- DIRECTIONS -
The whole of the data, every line, should come back exactly the same.

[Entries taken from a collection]

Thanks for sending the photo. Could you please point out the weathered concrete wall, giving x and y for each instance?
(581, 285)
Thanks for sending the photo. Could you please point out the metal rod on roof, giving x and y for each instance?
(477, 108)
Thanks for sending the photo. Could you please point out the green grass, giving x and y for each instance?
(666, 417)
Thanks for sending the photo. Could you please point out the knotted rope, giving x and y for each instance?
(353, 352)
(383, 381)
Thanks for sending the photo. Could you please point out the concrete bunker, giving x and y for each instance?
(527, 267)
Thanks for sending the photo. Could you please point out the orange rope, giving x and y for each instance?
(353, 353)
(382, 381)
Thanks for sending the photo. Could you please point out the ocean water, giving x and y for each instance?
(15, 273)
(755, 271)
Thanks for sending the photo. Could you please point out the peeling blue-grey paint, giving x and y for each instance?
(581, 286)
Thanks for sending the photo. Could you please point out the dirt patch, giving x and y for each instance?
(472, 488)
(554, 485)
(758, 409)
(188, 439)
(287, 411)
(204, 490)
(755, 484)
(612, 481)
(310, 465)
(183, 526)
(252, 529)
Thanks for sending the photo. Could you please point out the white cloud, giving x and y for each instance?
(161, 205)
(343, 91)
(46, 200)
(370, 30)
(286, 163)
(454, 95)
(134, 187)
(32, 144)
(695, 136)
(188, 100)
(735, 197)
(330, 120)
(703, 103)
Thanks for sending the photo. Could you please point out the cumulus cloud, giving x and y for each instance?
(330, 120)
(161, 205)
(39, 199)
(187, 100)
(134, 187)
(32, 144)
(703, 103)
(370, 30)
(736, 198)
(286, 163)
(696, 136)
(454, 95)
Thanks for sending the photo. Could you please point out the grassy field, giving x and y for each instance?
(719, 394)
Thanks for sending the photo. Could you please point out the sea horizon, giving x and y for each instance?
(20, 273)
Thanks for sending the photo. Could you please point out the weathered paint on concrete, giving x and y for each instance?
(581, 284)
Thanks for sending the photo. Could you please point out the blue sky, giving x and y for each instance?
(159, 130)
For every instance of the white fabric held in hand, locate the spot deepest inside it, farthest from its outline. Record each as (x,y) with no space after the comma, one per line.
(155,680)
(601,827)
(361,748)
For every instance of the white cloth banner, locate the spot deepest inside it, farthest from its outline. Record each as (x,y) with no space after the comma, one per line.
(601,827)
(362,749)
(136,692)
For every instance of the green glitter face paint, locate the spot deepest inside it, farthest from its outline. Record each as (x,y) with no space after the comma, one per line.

- EXERCISE SOLUTION -
Thanks for sending the photo. Could you please point out the weathered concrete wall, giving x and y for each instance?
(581, 285)
Thanks for sending the photo. Could you please point out the metal rod on roof, giving x and y for each instance?
(477, 108)
Thanks for sending the photo. Could you please point out the green grass, giving x and y for each instance?
(666, 417)
Thanks for sending the photo. Could you please point out the knotted rope, giving x and y for each instance?
(353, 352)
(383, 381)
Thanks for sending the photo. Could you please point out the concrete bunker, giving x and y for each instance?
(527, 267)
Thanks for sending the photo. Could you please point out the orange rope, giving x and y for each instance?
(353, 353)
(382, 381)
Thanks for sending the photo. Could you please point out the ocean water, giving x and y for each instance?
(15, 273)
(755, 271)
Thanks for sending the photo. Could you please point out the peeling blue-grey paint, giving x and y for each instance?
(581, 286)
Thanks for sending the photo. Could you please point out the dirt patch, giving x and y for each instance?
(472, 488)
(554, 485)
(758, 409)
(188, 439)
(287, 411)
(204, 490)
(755, 484)
(612, 481)
(310, 465)
(183, 526)
(252, 529)
Thanks for sending the photo. Could you please point out the white cloud, giving x and y for each instance?
(161, 205)
(343, 91)
(46, 200)
(370, 30)
(286, 163)
(454, 95)
(134, 187)
(32, 144)
(695, 136)
(188, 100)
(735, 197)
(330, 120)
(703, 103)
Thanks for sending the photo. Could you please point out the cumulus cloud, giving x and y for each instance?
(330, 120)
(161, 205)
(39, 199)
(187, 100)
(134, 187)
(32, 144)
(703, 103)
(370, 30)
(736, 198)
(286, 163)
(696, 136)
(454, 95)
Thanks for sending the photo. Could you please point out the grassy field, giving x and y for each instance?
(719, 394)
Thanks for sending the photo. Could you please point out the sea horizon, giving x and y for each instance?
(20, 273)
Thanks for sending the photo. Could you please point out the weathered paint on concrete, giving x and y for each instance?
(581, 284)
Thanks for sending the photo. Could you please point out the blue sky, giving x and y for each instance?
(159, 130)
For every instance of the white fabric held in hand, locate the spot deepest inside it, farthest from its outline. Record each as (x,y) with no space after the comma, one per line.
(155,680)
(601,827)
(361,748)
For every instance of the white cloth banner, locate the spot deepest inside it, farthest from its outline. Record each as (x,y) with no space after the comma, one per line.
(601,827)
(362,749)
(136,692)
For every instance of the green glitter face paint, locate the spot deepest inside it, farthest from its outline. Record each as (x,y) with no space after the comma, one per line.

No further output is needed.